Sam Leith: The sexual-identity debate is so much more complicated than man and woman

Two campaigners at Pride in London in 2012: Andrew Cowie/AFP/Getty Images
Two campaigners at Pride in London in 2012: Andrew Cowie/AFP/Getty Images

The speed with which matters of sexuality and identity in this country are being liberalised shows no sign of decreasing.

We are 50 years on from the decriminalisation of homosexuality for men. Section 28 is a smudge in the rear-view mirror. Less than five years ago same-sex marriage became legal. And the Government is now planning sweeping changes to the treatment of trans people.

The suggestion is that trans people will now be able to self-certify, with a statutory declaration that they “intend to live in the acquired gender until death” sufficient to secure a new passport and birth certificate. There’ll be no requirement that you live in your target gender for two years, nor that you secure a medical diagnosis of gender dysphoria, nor that you undergo surgery.
============================================================
§ **Tasks for this exercise**
(a) Copy everything in the sexual-identity article from "The suggestion is" down to "you undergo surgery.".
(b) Carry on writing the sexual-identity article from the point where it stops.
None of the data that follows is needed for this work.
============================================================
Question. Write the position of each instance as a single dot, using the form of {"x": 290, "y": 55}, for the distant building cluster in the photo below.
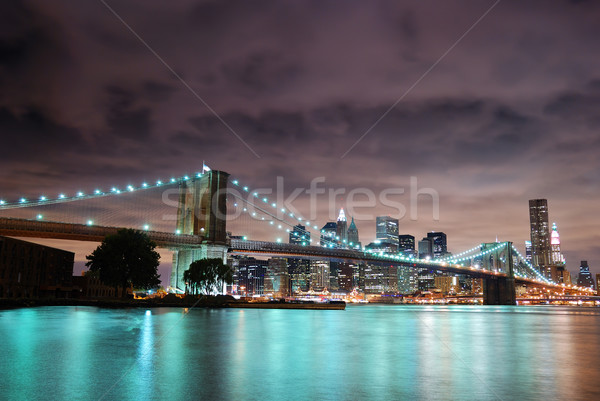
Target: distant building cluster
{"x": 281, "y": 277}
{"x": 543, "y": 251}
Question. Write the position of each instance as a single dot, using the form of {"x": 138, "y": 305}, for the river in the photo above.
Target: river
{"x": 378, "y": 352}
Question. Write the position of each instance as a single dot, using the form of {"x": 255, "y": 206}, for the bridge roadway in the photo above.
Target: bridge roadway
{"x": 263, "y": 248}
{"x": 81, "y": 232}
{"x": 13, "y": 227}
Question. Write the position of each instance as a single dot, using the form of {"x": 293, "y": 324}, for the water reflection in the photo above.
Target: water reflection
{"x": 364, "y": 352}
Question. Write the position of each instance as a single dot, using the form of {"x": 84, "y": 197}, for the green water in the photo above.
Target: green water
{"x": 378, "y": 352}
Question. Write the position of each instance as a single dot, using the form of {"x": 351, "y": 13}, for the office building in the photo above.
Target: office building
{"x": 439, "y": 247}
{"x": 345, "y": 276}
{"x": 447, "y": 284}
{"x": 251, "y": 276}
{"x": 528, "y": 251}
{"x": 556, "y": 257}
{"x": 406, "y": 243}
{"x": 407, "y": 279}
{"x": 319, "y": 275}
{"x": 341, "y": 231}
{"x": 277, "y": 279}
{"x": 299, "y": 235}
{"x": 540, "y": 235}
{"x": 299, "y": 273}
{"x": 353, "y": 240}
{"x": 585, "y": 277}
{"x": 425, "y": 248}
{"x": 386, "y": 230}
{"x": 328, "y": 234}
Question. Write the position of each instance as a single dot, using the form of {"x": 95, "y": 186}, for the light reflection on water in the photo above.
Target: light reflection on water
{"x": 364, "y": 352}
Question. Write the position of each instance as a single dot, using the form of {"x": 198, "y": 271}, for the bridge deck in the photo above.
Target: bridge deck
{"x": 80, "y": 232}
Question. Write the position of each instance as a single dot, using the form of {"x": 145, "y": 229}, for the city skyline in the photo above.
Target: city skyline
{"x": 509, "y": 115}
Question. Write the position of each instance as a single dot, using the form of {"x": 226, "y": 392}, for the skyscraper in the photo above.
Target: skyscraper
{"x": 540, "y": 235}
{"x": 299, "y": 235}
{"x": 353, "y": 241}
{"x": 585, "y": 277}
{"x": 406, "y": 244}
{"x": 557, "y": 257}
{"x": 425, "y": 248}
{"x": 319, "y": 275}
{"x": 439, "y": 247}
{"x": 341, "y": 231}
{"x": 528, "y": 251}
{"x": 328, "y": 233}
{"x": 386, "y": 230}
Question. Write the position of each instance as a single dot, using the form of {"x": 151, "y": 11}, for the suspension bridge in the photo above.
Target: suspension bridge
{"x": 196, "y": 227}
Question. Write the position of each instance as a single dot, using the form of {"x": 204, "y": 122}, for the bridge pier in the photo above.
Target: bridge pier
{"x": 202, "y": 211}
{"x": 499, "y": 290}
{"x": 182, "y": 258}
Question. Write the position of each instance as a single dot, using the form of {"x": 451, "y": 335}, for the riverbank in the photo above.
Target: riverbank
{"x": 218, "y": 301}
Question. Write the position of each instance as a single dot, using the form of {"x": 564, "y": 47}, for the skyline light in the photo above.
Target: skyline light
{"x": 508, "y": 114}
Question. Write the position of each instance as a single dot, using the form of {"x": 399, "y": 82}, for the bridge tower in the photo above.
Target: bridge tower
{"x": 499, "y": 290}
{"x": 202, "y": 211}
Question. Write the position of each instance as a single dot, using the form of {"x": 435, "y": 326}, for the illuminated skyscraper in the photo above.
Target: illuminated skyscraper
{"x": 353, "y": 241}
{"x": 528, "y": 251}
{"x": 299, "y": 269}
{"x": 585, "y": 277}
{"x": 328, "y": 233}
{"x": 557, "y": 257}
{"x": 439, "y": 245}
{"x": 341, "y": 231}
{"x": 540, "y": 235}
{"x": 386, "y": 230}
{"x": 299, "y": 235}
{"x": 406, "y": 243}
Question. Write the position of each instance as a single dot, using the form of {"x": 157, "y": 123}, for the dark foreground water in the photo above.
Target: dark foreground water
{"x": 365, "y": 352}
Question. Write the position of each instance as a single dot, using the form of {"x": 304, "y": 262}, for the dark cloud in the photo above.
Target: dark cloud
{"x": 511, "y": 113}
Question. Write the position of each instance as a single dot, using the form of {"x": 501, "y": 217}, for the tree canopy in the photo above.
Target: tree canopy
{"x": 127, "y": 258}
{"x": 207, "y": 275}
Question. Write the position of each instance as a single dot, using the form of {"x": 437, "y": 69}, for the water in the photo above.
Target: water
{"x": 365, "y": 352}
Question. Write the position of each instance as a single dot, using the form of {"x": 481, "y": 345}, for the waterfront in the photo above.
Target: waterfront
{"x": 364, "y": 352}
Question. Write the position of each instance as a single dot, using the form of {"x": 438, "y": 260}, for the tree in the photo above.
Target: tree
{"x": 207, "y": 275}
{"x": 127, "y": 258}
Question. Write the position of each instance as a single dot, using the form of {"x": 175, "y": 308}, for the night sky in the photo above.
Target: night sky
{"x": 497, "y": 103}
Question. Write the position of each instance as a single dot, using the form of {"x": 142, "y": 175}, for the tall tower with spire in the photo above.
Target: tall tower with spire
{"x": 341, "y": 232}
{"x": 353, "y": 241}
{"x": 555, "y": 254}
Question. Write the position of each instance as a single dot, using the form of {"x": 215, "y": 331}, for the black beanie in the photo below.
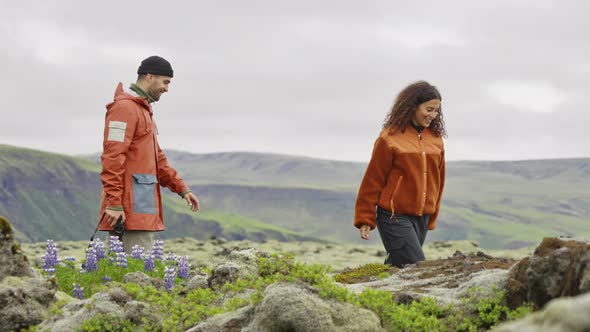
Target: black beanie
{"x": 155, "y": 65}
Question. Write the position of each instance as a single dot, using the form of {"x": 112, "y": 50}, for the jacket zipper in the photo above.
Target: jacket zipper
{"x": 423, "y": 154}
{"x": 395, "y": 189}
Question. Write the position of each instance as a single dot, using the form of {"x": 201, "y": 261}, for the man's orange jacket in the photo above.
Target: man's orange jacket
{"x": 133, "y": 165}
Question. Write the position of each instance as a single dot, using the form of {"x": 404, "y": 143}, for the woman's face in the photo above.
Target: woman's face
{"x": 426, "y": 112}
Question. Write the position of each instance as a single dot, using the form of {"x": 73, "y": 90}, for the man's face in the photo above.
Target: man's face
{"x": 158, "y": 84}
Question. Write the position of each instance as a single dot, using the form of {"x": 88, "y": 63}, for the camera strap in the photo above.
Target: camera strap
{"x": 96, "y": 230}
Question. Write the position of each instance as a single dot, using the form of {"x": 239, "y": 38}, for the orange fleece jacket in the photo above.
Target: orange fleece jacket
{"x": 406, "y": 175}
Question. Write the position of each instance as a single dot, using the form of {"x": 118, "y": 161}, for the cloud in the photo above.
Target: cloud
{"x": 300, "y": 77}
{"x": 536, "y": 96}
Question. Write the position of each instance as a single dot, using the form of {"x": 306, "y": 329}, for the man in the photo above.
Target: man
{"x": 132, "y": 162}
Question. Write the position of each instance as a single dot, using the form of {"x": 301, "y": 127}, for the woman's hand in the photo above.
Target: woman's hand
{"x": 365, "y": 232}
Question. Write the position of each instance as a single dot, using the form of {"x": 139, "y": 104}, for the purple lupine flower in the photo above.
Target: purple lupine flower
{"x": 91, "y": 261}
{"x": 171, "y": 257}
{"x": 99, "y": 249}
{"x": 183, "y": 267}
{"x": 78, "y": 291}
{"x": 116, "y": 245}
{"x": 169, "y": 273}
{"x": 72, "y": 260}
{"x": 158, "y": 249}
{"x": 137, "y": 251}
{"x": 121, "y": 259}
{"x": 50, "y": 259}
{"x": 148, "y": 262}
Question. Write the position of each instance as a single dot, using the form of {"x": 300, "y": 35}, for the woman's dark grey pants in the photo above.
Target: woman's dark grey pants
{"x": 403, "y": 237}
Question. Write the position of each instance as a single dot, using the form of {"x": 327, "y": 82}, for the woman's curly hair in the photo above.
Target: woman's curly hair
{"x": 407, "y": 102}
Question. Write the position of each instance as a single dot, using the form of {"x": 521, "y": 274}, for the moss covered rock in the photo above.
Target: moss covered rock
{"x": 13, "y": 262}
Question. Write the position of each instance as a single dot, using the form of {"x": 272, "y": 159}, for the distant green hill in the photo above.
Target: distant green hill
{"x": 502, "y": 205}
{"x": 51, "y": 196}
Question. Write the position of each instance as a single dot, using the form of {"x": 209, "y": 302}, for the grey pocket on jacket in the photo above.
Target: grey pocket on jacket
{"x": 144, "y": 187}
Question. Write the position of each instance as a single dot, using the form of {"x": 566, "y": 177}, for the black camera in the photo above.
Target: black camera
{"x": 119, "y": 227}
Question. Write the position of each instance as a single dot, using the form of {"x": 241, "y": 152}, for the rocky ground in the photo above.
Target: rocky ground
{"x": 554, "y": 278}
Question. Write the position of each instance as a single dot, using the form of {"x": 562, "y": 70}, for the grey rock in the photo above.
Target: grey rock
{"x": 24, "y": 302}
{"x": 196, "y": 282}
{"x": 557, "y": 268}
{"x": 242, "y": 264}
{"x": 567, "y": 314}
{"x": 13, "y": 262}
{"x": 137, "y": 311}
{"x": 77, "y": 311}
{"x": 293, "y": 307}
{"x": 138, "y": 278}
{"x": 233, "y": 321}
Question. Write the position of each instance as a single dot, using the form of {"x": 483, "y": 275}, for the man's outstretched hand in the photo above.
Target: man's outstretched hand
{"x": 192, "y": 201}
{"x": 113, "y": 216}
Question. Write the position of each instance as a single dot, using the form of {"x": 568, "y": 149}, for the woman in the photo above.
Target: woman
{"x": 405, "y": 177}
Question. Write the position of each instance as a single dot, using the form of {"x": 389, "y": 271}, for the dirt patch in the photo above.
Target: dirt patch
{"x": 460, "y": 266}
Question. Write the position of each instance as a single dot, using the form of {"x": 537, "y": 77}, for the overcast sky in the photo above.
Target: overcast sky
{"x": 313, "y": 78}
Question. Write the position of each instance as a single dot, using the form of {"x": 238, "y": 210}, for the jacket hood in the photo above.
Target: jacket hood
{"x": 120, "y": 94}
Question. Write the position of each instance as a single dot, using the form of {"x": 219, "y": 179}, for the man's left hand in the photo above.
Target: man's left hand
{"x": 192, "y": 201}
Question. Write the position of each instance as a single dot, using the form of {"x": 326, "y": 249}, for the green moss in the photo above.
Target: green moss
{"x": 15, "y": 248}
{"x": 364, "y": 273}
{"x": 5, "y": 226}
============================================================
§ **Answers**
(a)
The suggestion is that trans people will now be able to self-certify, with a statutory declaration that they “intend to live in the acquired gender until death” sufficient to secure a new passport and birth certificate. There’ll be no requirement that you live in your target gender for two years, nor that you secure a medical diagnosis of gender dysphoria, nor that you undergo surgery.

(b)
The basic principle underlying this seems to me both decent and reasonable. Most importantly, it de-medicalises the process. It says that trans identity is not a mental pathology. Let’s not forget that until 1987 homosexuality was listed as a psychological disorder. It was an important step forward for LGBTQ rights that this injustice was corrected.

You might make a narrower cavil, however. There is an argument that the requirement that you live in the preferred gender for the rest of your life re-entrenches a narrowly binary idea of gender. What of the non-binary or “gender fluid” — who might not identify as male or female, and may take the view they have a perfect right to identify as one thing at one point and another, or a third thing, at a later date?

And then there is the point at which the extreme constructivist position — that gender has nothing whatever to do with physical biology — crunches into what might be called the reality-based community. Our whole society — as witness the row about the BBC pay gap — is organised around gender difference, and that is substantially rooted in ideas about biology. The viciousness of the fights that are waged in this area testifies to that.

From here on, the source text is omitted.